[TASK DETAILS]:
Please count how many of the lines below contain the string "each", with case counting, and give only that number.

[INFORMATION PROVIDED]:
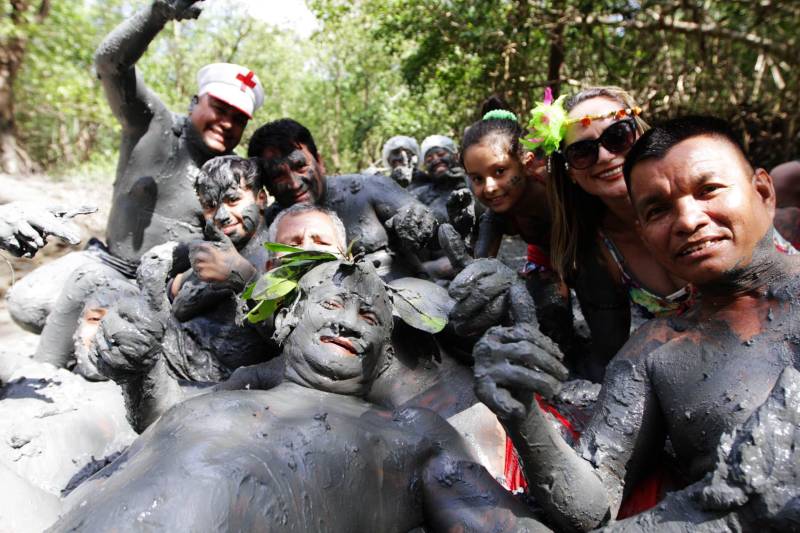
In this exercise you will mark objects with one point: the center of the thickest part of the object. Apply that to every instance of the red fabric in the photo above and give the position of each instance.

==

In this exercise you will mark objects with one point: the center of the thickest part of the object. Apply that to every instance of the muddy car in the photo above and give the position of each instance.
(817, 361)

...

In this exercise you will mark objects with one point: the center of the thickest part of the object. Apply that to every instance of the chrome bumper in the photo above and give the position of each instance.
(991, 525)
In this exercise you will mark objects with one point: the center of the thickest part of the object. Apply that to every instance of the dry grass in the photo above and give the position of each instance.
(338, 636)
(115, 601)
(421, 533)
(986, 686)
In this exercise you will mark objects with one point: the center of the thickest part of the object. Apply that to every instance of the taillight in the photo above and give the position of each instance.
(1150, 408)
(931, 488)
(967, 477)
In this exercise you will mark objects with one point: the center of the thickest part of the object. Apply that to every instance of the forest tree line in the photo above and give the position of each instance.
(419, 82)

[FINISHED EXERCISE]:
6